CHALLENGES:
a) In the post about the 1977 GIG magazine, what was the cover price of the issue?
b) Print the post about the 1977 GIG magazine from "Do you agree" to "within the West.".

PASSAGE:
I finally got in the mail today, a hard copy of an original GIG Magazine from 1977.   As the front cover suggests (Led Zeppelin, Crosby, Stills & Nash, Fleetwood Mac, and Tom Petty) this Volume 3 Number 9 edition of The Music Gig is from May, 1977.   The price was 85 cents. The Music Gig was published in New York by Editor in Chief Sam Chase, with Jean-Charles Costa serving as Editor.  The format mimics Rolling Stone, with black & white printed pages except for an occasional dash of color. The back cover ad for Camel Filters is the only page in full color. 

I’ve been long awaiting this for Chris Salewicz’s interview with Jimmy Page.   It is augmented by some distinctive illustrations of Jimmy Page by Charles Jackson Pate.  Page reflects on rehearsals for a post Presence tour, the Led Zeppelin flick, The Song Remains The Same, and his confidence in the future of his band.

Excerpts from this interview are often quoted due to it being one of the longest responses by Jimmy Page on the topic of the Occult, his position on mysticism and interest in Aleister Crowley.   I include the section from the interview on these topics below.  Enjoy.

The Gig Interview: Jimmy Page
by Chris Salewicz, GIG, May 1977

“When you’ve discovered your true will, you should just forge ahead like a steam train. If you put all your energies into it there’s no doubt you’ll succeed.”

…I understand that a changed Robert Plant who has taken to reading Nietzsche on plane journeys has emerged since the accident.  I know that you were ill for about nine months prior to joining the Yardbirds and I’ve heard you’re supposed to have spent much of that time reading. Was that when your interest in the occult began?

(Fifteen second pause) “My interest in the occult started when I was about fifteen.”

Do you agree that whereas Western society tends to see occult matters as a very dark – a very black – thing it is, in fact, a very light and enlightening thing?“

“Well, there has been a major revival, a spiritual revival, throughout the world and it reflects all over the place. Not just within the West.

“And there’s a great interest in the Celtic mysteries and the Dark Ages and the areas where a lot of these truths were just erased for the sake of the Church, you know. But I’m quite fascinated by these things.”

So obviously the folkie Traditional English side of Zeppelin all emanates from one logical area of interest, no?

“Yeah. Well, a man’s a product of his environment. It depends how much he wants to educate himself in that framework. You know, in relationship to his craft. There should be no boundaries, so just carry on as far as you can and do it.”

Page, of course, is an ardent aficionado of occultist and magician, Aleister Crowley (1875-1947). Indeed, the guitarist owns Equinox, an occult bookshop situated off London’s Kensington High Street, which has a large section devoted to Crowley’s works as well as having his birth chart pinned to one wall.  And, as already mentioned, Page spends most of his time on British shores at the home that Crowley once owned, Boleskin House.

Excerpts of bounding box data:
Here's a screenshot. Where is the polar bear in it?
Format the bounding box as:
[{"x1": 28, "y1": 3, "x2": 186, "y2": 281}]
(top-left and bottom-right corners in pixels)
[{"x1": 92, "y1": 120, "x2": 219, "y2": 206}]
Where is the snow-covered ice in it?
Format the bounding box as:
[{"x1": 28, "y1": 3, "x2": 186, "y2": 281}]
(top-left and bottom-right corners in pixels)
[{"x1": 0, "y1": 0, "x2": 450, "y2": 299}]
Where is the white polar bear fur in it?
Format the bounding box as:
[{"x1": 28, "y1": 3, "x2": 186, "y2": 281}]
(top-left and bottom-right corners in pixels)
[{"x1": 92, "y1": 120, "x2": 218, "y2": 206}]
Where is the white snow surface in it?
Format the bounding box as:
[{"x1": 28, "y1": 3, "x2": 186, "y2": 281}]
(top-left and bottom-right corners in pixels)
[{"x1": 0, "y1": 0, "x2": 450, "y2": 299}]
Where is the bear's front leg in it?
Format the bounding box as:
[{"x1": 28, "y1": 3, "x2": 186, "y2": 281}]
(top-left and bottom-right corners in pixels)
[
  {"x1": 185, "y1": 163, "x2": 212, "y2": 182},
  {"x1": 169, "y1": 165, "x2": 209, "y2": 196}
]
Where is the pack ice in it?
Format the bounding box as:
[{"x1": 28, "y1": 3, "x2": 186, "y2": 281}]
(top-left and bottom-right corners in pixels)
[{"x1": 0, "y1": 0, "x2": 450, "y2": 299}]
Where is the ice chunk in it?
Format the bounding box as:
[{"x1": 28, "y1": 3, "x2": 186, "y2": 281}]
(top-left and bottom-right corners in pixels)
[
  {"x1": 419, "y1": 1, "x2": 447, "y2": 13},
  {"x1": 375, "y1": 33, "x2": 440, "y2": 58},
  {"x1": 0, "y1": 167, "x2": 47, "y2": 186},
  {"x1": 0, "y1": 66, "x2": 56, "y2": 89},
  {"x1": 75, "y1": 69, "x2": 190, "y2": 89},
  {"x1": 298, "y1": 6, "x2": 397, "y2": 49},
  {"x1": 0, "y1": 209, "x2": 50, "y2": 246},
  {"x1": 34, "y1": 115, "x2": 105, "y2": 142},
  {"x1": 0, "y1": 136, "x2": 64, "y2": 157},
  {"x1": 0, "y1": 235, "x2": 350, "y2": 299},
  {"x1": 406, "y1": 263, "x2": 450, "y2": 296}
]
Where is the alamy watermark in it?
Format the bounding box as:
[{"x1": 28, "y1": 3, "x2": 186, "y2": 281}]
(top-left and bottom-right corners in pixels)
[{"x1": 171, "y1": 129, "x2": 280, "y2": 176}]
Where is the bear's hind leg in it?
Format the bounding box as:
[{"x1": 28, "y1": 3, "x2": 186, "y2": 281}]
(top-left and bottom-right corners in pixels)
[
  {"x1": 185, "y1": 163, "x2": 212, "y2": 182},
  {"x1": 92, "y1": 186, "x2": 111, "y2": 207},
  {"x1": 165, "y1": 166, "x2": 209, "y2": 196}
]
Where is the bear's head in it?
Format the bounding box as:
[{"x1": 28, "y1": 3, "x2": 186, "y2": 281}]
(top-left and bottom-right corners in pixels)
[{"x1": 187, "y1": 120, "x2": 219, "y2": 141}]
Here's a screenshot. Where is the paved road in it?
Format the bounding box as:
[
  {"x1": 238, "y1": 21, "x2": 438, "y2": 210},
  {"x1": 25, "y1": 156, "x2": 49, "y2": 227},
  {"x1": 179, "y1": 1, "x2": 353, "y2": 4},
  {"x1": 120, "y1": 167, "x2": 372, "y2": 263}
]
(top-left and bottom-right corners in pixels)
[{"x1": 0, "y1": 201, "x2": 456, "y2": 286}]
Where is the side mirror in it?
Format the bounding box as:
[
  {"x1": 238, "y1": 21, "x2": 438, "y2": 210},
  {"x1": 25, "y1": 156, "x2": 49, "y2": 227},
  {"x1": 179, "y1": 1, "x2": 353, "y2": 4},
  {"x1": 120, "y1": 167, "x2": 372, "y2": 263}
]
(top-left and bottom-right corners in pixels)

ANSWERS TO THE PROBLEMS:
a) 85 cents.

b)
Do you agree that whereas Western society tends to see occult matters as a very dark – a very black – thing it is, in fact, a very light and enlightening thing?“

“Well, there has been a major revival, a spiritual revival, throughout the world and it reflects all over the place. Not just within the West.